Supplied data:
################
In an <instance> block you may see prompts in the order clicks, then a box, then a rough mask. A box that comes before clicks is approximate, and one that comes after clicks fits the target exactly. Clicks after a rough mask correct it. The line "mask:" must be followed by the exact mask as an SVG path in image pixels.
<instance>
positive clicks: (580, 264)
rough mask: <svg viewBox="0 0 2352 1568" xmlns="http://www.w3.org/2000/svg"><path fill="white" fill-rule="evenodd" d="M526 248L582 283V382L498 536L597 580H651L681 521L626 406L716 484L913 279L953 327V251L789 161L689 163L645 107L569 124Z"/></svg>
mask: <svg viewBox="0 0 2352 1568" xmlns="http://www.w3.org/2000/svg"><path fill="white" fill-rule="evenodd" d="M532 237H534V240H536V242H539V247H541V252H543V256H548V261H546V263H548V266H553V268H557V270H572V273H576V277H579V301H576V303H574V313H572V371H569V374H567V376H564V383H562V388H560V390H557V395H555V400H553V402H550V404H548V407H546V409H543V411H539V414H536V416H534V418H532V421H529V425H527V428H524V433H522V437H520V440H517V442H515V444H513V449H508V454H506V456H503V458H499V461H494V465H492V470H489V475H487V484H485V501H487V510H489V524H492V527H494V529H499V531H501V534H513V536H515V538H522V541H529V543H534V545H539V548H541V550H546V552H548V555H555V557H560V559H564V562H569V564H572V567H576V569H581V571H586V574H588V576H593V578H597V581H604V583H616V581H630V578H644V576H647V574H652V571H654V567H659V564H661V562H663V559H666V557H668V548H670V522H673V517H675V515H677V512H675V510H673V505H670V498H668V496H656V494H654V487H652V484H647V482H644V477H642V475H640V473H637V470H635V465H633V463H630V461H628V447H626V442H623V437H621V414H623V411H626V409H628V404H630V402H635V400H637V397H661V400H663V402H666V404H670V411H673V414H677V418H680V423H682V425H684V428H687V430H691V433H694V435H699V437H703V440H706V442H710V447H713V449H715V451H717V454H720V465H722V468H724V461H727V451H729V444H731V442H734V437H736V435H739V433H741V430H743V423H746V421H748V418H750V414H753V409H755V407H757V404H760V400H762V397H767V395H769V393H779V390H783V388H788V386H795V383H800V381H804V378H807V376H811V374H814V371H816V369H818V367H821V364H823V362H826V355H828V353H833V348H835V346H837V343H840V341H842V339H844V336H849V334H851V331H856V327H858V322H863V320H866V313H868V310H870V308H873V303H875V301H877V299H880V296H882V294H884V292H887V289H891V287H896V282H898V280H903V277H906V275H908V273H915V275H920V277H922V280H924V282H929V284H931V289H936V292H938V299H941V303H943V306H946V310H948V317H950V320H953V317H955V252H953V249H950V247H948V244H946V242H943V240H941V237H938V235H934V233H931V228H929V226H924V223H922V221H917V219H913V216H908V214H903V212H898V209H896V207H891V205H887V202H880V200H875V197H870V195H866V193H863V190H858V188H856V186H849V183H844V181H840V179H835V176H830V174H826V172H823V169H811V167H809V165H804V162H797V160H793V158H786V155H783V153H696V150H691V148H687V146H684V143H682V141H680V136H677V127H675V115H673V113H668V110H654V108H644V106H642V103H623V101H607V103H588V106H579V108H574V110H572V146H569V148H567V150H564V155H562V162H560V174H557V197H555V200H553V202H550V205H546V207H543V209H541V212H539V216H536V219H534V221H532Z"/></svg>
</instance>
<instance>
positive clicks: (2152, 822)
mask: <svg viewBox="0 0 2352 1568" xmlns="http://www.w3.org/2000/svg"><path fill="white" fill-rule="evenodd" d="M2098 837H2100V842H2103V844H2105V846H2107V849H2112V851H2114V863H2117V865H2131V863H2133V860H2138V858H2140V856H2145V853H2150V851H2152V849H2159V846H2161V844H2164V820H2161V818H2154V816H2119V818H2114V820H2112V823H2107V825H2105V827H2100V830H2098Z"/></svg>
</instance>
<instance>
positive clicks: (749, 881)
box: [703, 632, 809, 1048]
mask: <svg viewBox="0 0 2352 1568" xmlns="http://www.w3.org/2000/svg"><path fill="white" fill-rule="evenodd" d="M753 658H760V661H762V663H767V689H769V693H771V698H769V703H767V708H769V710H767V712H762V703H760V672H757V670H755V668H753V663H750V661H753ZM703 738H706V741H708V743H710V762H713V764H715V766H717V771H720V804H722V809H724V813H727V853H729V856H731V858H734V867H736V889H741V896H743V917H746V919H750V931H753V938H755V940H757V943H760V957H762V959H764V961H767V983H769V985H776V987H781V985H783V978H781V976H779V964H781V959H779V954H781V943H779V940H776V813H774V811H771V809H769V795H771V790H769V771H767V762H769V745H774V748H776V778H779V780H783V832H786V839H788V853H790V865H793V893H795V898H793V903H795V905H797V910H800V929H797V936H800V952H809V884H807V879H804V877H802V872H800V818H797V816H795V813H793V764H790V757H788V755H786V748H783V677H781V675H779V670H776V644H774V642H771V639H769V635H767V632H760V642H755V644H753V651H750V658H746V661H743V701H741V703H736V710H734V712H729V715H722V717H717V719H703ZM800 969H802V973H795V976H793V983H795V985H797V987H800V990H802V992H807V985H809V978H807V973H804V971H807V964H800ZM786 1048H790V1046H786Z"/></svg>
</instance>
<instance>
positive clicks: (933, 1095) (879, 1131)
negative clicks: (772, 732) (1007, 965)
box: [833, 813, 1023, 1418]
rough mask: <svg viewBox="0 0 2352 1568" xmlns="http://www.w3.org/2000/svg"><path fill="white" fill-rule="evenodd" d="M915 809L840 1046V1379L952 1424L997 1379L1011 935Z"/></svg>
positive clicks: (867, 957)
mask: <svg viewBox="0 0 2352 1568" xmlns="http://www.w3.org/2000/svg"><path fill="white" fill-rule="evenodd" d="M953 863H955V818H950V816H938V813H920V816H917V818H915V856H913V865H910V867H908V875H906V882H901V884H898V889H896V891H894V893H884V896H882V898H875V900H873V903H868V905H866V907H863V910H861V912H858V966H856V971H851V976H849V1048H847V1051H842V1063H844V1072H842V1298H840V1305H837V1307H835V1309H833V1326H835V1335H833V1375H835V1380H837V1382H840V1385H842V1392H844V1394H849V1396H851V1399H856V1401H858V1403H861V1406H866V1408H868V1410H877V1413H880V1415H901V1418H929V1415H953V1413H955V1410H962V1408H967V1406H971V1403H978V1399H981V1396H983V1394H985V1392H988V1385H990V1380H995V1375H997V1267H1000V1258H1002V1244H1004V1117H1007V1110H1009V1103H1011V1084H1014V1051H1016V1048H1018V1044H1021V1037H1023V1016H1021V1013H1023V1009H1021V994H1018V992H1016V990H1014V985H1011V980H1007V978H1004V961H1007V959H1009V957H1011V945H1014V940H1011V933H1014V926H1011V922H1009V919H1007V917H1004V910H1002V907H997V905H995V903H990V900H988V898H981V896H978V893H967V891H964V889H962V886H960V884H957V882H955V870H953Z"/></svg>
################
Work to be completed:
Exact retyping of every entry is required.

Response area:
In an <instance> block you may see prompts in the order clicks, then a box, then a rough mask. A box that comes before clicks is approximate, and one that comes after clicks fits the target exactly. Clicks after a rough mask correct it. The line "mask:" must be followed by the exact mask as an SVG path in image pixels.
<instance>
positive clicks: (580, 264)
rough mask: <svg viewBox="0 0 2352 1568" xmlns="http://www.w3.org/2000/svg"><path fill="white" fill-rule="evenodd" d="M526 248L582 283V382L498 536L597 580H651L681 521L626 406L716 484L913 279L953 327V251L789 161L689 163L645 107L569 124Z"/></svg>
mask: <svg viewBox="0 0 2352 1568" xmlns="http://www.w3.org/2000/svg"><path fill="white" fill-rule="evenodd" d="M532 237H534V240H536V242H539V247H541V252H543V256H548V261H546V263H548V266H553V268H557V270H572V273H576V277H579V301H576V303H574V313H572V371H569V374H567V376H564V383H562V388H560V390H557V395H555V400H553V402H550V404H548V407H546V409H543V411H539V414H536V416H534V418H532V421H529V425H527V428H524V433H522V437H520V440H517V442H515V444H513V449H508V454H506V456H503V458H499V461H494V465H492V470H489V475H487V484H485V501H487V510H489V524H492V527H494V529H499V531H501V534H513V536H515V538H522V541H529V543H534V545H539V548H541V550H546V552H548V555H555V557H560V559H564V562H569V564H572V567H576V569H581V571H586V574H588V576H593V578H597V581H604V583H616V581H630V578H644V576H647V574H652V571H654V567H659V564H661V562H663V559H666V557H668V548H670V522H673V517H675V515H677V512H675V510H673V505H670V498H668V496H656V494H654V487H652V484H647V482H644V477H642V475H640V473H637V470H635V465H633V463H630V461H628V447H626V442H623V437H621V414H623V411H626V409H628V404H630V402H635V400H637V397H661V400H663V402H666V404H670V411H673V414H677V418H680V423H682V425H684V428H687V430H691V433H694V435H699V437H703V440H706V442H710V447H713V449H715V451H717V454H720V465H722V468H724V461H727V451H729V444H731V442H734V437H736V435H739V433H741V430H743V423H746V421H748V418H750V414H753V409H755V407H757V404H760V400H762V397H767V395H769V393H779V390H783V388H788V386H795V383H800V381H804V378H807V376H811V374H814V371H816V369H818V367H821V364H823V362H826V355H828V353H833V348H835V346H837V343H840V341H842V339H844V336H849V334H851V331H856V327H858V322H863V320H866V313H868V310H870V308H873V303H875V301H877V299H880V296H882V294H884V292H887V289H891V287H896V282H898V280H903V277H906V275H908V273H915V275H920V277H922V280H924V282H929V284H931V289H936V292H938V299H941V303H943V306H946V310H948V317H950V320H953V317H955V252H953V249H950V247H948V244H946V242H943V240H941V237H938V235H934V233H931V228H929V226H924V223H922V221H917V219H913V216H908V214H903V212H898V209H896V207H891V205H887V202H880V200H875V197H870V195H866V193H863V190H858V188H856V186H849V183H844V181H840V179H835V176H830V174H826V172H823V169H811V167H809V165H804V162H797V160H793V158H786V155H783V153H696V150H691V148H687V146H684V143H682V141H680V136H677V127H675V115H673V113H668V110H654V108H644V106H642V103H623V101H607V103H588V106H579V108H574V110H572V146H569V148H567V150H564V155H562V162H560V174H557V197H555V200H553V202H550V205H546V207H543V209H541V212H539V216H536V219H534V221H532Z"/></svg>
</instance>
<instance>
positive clicks: (2152, 822)
mask: <svg viewBox="0 0 2352 1568" xmlns="http://www.w3.org/2000/svg"><path fill="white" fill-rule="evenodd" d="M2098 837H2100V842H2103V844H2105V846H2107V849H2112V851H2114V863H2117V865H2131V863H2133V860H2138V858H2140V856H2145V853H2150V851H2152V849H2159V846H2161V844H2164V820H2161V818H2154V816H2119V818H2114V820H2112V823H2107V825H2105V827H2100V830H2098Z"/></svg>
</instance>
<instance>
positive clicks: (749, 881)
box: [703, 632, 809, 1048]
mask: <svg viewBox="0 0 2352 1568" xmlns="http://www.w3.org/2000/svg"><path fill="white" fill-rule="evenodd" d="M753 658H760V661H762V663H767V689H769V693H771V698H769V703H767V708H769V710H767V712H762V703H760V672H757V670H755V668H753V663H750V661H753ZM703 738H706V741H708V743H710V762H713V764H715V766H717V771H720V804H722V809H724V813H727V853H729V856H731V858H734V867H736V889H741V896H743V917H746V919H750V931H753V938H755V940H757V943H760V957H762V959H764V961H767V983H769V985H776V987H781V985H783V978H781V976H779V964H781V959H779V954H781V943H779V940H776V813H774V811H771V809H769V795H771V790H769V771H767V762H769V745H774V748H776V778H779V780H783V832H786V839H788V853H790V865H793V893H795V898H793V903H795V905H797V910H800V929H797V936H800V952H809V884H807V879H804V877H802V872H800V818H797V816H795V813H793V764H790V757H788V755H786V748H783V677H781V675H779V670H776V644H774V642H771V639H769V635H767V632H760V642H755V644H753V651H750V658H746V661H743V701H741V703H736V710H734V712H729V715H722V717H717V719H703ZM800 969H802V973H795V976H793V983H795V985H797V987H800V990H802V992H807V985H809V978H807V973H804V971H807V964H800ZM786 1048H790V1046H786Z"/></svg>
</instance>
<instance>
positive clicks: (933, 1095) (879, 1131)
negative clicks: (772, 732) (1007, 965)
box: [833, 813, 1023, 1418]
rough mask: <svg viewBox="0 0 2352 1568" xmlns="http://www.w3.org/2000/svg"><path fill="white" fill-rule="evenodd" d="M915 809L840 1046V1379L952 1424L997 1379L1011 935Z"/></svg>
positive clicks: (867, 957)
mask: <svg viewBox="0 0 2352 1568" xmlns="http://www.w3.org/2000/svg"><path fill="white" fill-rule="evenodd" d="M953 863H955V818H950V816H938V813H920V816H917V818H915V856H913V865H910V867H908V875H906V882H901V884H898V889H896V891H894V893H884V896H882V898H875V900H873V903H868V905H866V907H863V910H861V912H858V966H856V971H851V976H849V1048H847V1051H842V1063H844V1072H842V1298H840V1305H837V1307H835V1309H833V1326H835V1335H833V1375H835V1380H837V1382H840V1385H842V1392H844V1394H849V1396H851V1399H856V1401H858V1403H861V1406H866V1408H868V1410H877V1413H880V1415H901V1418H929V1415H953V1413H955V1410H962V1408H967V1406H971V1403H978V1399H981V1396H983V1394H985V1392H988V1385H990V1380H995V1375H997V1267H1000V1258H1002V1244H1004V1117H1007V1110H1009V1103H1011V1084H1014V1051H1016V1048H1018V1044H1021V1037H1023V1016H1021V1013H1023V1009H1021V994H1018V992H1016V990H1014V985H1011V980H1007V978H1004V961H1007V959H1009V957H1011V945H1014V940H1011V933H1014V926H1011V922H1009V919H1007V917H1004V910H1002V907H997V905H995V903H990V900H988V898H981V896H978V893H967V891H964V889H962V886H960V884H957V882H955V870H953Z"/></svg>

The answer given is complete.